:: Problem 1 ::
In the Battlefield 3 preview, rewrite the passage starting at "Battlefield 3 Preview - August" and ending at "juggernauts to co-exist.", replacing "Battlefield 3" with "the new Battlefield".
:: Problem 2 ::
According to the Battlefield 3 preview, which vehicles are the same across the PC, PS3, and Xbox 360 versions?
:: Problem 3 ::
Continue the Battlefield 3 preview from its last sentence.

Battlefield 3 Preview - August 29th 2011

The wallet melting videogame release season will shortly be upon us. This is a time where gaming purchases can be influenced on a whim, especially with so many titles crying out for one's attention. Thankfully, DICE have brought out the big guns with Battlefield 3. It's a product of 10 years of development experience that spans PC and console releases alike. The shiny but unproven new Frostbite 2 engine provides the muscle, while an EA hype train stops at nothing to belittle Activision's competing Modern Warfare 3. It's a curious situation to say the least, made all the more baffling by the lack of similarities between the two games. And despite their ongoing war of words, I believe there's a place for both of these FPS juggernauts to co-exist.

Battlefield 2 for PC featured many forms of vehicular and class based gameplay, with an emphasis on teamwork that ripples throughout every aspect of its design. This philosophy has influenced every subsequent instalment, from futuristic sequel 2142, to the light hearted Bad Company spin-offs, and even the play for free versions. It's a slower paced game overall, especially when compared to its immediate competitors. Call of Duty meanwhile has steadily segued into summer blockbuster territory. It has developed a real flair for dramatic set pieces, and the lone wolf multiplayer has become a yearly staple for many gamers. As a result, Activision appear to be taking an "if it ain't broke, don't touch it with a barge pole" approach to sequel development.

From what we've seen so far of the game, DICE don't seem to be resting on their laurels. The latest iteration of their Frostbite engine is capable of churning out exceptionally detailed environments. Destruction seems to be layered, so building facades can be chipped away until their interiors are fully exposed. Even the lighting design is eye catching, with some very subtle use of lens flare and bloom to give an appropriate sense of realism. Forum trolls may quibble over the differences in framerate between the PC and console versions, but there can be no denying that Battlefield 3 looks absolutely stunning.

Although the on foot play area is restricted in the console versions, Jets are the same across PC, PS3, and Xbox 360.

:: Data provided ::
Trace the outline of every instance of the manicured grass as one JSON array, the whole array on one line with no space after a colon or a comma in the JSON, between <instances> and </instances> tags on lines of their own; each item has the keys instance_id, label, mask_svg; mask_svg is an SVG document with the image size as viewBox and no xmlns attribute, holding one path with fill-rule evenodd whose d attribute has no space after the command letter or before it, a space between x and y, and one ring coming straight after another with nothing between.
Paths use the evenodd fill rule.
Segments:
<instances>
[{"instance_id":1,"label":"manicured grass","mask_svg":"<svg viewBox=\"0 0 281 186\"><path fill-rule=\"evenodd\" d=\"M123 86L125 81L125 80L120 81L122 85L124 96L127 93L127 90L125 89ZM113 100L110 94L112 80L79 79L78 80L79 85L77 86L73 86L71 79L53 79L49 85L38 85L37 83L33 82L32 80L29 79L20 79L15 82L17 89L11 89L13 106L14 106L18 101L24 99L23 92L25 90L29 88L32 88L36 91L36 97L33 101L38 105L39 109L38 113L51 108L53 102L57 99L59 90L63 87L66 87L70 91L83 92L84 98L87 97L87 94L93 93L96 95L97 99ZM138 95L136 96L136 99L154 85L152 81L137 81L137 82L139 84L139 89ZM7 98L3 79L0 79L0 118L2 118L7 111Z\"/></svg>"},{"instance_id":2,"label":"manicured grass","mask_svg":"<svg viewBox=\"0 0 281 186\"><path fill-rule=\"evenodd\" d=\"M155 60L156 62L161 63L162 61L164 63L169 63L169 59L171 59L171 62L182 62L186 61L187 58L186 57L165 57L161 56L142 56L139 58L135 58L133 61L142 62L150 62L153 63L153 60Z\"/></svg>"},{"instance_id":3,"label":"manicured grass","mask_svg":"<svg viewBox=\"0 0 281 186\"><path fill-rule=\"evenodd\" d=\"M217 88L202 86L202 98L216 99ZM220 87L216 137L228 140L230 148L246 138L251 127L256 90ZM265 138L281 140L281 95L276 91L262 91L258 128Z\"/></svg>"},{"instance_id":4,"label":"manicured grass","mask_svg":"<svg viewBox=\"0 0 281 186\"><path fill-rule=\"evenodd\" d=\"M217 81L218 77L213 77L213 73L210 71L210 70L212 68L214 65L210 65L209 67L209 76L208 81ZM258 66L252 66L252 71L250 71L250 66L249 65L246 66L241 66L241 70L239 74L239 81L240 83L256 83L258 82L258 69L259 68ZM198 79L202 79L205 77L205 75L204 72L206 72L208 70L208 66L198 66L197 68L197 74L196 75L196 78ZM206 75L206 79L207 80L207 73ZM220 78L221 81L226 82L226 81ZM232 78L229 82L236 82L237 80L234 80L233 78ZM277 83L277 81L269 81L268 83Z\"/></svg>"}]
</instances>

:: Reply 1 ::
the new Battlefield Preview - August 29th 2011

The wallet melting videogame release season will shortly be upon us. This is a time where gaming purchases can be influenced on a whim, especially with so many titles crying out for one's attention. Thankfully, DICE have brought out the big guns with the new Battlefield. It's a product of 10 years of development experience that spans PC and console releases alike. The shiny but unproven new Frostbite 2 engine provides the muscle, while an EA hype train stops at nothing to belittle Activision's competing Modern Warfare 3. It's a curious situation to say the least, made all the more baffling by the lack of similarities between the two games. And despite their ongoing war of words, I believe there's a place for both of these FPS juggernauts to co-exist.

:: Reply 2 ::
Jets.

:: Reply 3 ::
However, the revisions go beyond the technical side of things. The Assault class is no longer responsible for dishing out ammo packs. You can select either a grenade launcher or a defibrillator as your starting equipment. As a frontline class, it makes sense for them to have either a strong offensive weapon or a recovery tool, depending on your preference. This addresses one of my major gripes with Bad Company 2 - the Medic. His load out presented you with an overly accurate light machine gun on top of a squad revive option. It was horrifically overpowered, especially since you rarely had to reload after a fire fight because of the large ammo clip. It became the go to choice for almost any combat situation. Now renamed the Support class, they are solely responsible for resupplying teammates. Their LMG can be mounted onto a bipod for defensive purposes, and a new suppression mechanic awards you with XP for pinning down enemy players. This restructuring evens out these two classes a great deal, and eliminates a serious problem I had with BC2's character set up.

The Recon class does however run the risk of becoming extremely unbalanced thanks to the reintroduction of the prone position. DICE has added a glare to the sight of sniper rifles which will supposedly give players another way to spot them besides the tagging system of old. Whether this works in practice remains to be seen. The Engineer has remained largely unchanged, with an RPG and a welding tool included as per previous games in the series. They are now equipped with a flashlight that can blind other players in close proximity, but this seems like a fairly superfluous addition.

On the game mode front, Rush and Conquest are both returning to the fray, alongside straight up Team Deathmatch. A brand new co-op option makes for an interesting proposition, as it marks the first time such a feature has appeared in this series (outside of BC2's Onslaught DLC). Although not campaign specific, six specially designed missions are promised, and these, along with the single and multiplayer modes, will be incorporated into the Battlelog stat tracking website.

The new Frostbite 2 engine looks fantastic.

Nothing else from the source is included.